* [GOAL]:
Rewrite every row with "place one point" replaced by "mark one location", keeping everything else the same and leaving out the pictures.

[Items listed in a dataset]
□ □ □ □ □ □ □

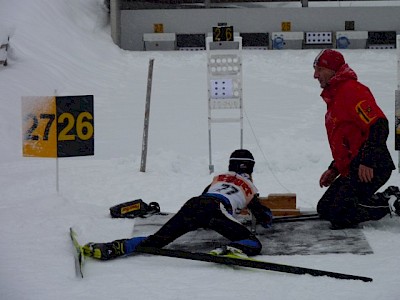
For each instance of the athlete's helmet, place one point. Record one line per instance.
(241, 161)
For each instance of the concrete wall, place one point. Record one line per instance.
(134, 23)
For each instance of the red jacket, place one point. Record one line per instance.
(351, 110)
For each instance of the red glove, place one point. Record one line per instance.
(328, 177)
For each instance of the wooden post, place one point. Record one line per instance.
(147, 117)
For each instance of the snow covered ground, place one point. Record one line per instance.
(64, 48)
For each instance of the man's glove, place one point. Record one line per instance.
(262, 213)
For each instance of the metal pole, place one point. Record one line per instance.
(146, 117)
(397, 102)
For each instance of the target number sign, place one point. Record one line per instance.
(58, 126)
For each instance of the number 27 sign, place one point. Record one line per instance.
(58, 126)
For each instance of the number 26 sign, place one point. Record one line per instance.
(58, 126)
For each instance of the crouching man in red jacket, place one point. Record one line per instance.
(357, 131)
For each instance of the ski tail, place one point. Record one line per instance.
(250, 263)
(79, 256)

□ □ □ □ □ □ □

* [COMPLETE RESPONSE]:
For each instance of the athlete's helmet, mark one location. Record one line per instance.
(241, 161)
For each instance of the concrete wall, mark one location. Record one line per instance.
(134, 23)
For each instance of the red jacket, mark one location. Record one line per instance.
(351, 110)
For each instance of the red glove, mark one location. Record one line per instance.
(328, 177)
For each instance of the wooden post, mark one location. Record one line per instance.
(147, 117)
For each instance of the snow covered ground, mark one location. Record one line per instance.
(64, 48)
For each instance of the man's glove, mark one location. Record one line per instance.
(262, 213)
For each instance of the metal pole, mark one location. Record one line per instance.
(146, 117)
(397, 102)
For each instance of the target number sign, mark one location. Record one line per instance.
(58, 126)
For each instance of the number 27 sign, mark one location. Record one line per instance.
(58, 126)
For each instance of the number 26 sign, mark one location. Record one line per instance.
(58, 126)
For each instance of the crouching man in red jacket, mark one location. Record one line per instance.
(357, 131)
For each instance of the ski tail, mark one location. Record one line per instance.
(250, 263)
(79, 256)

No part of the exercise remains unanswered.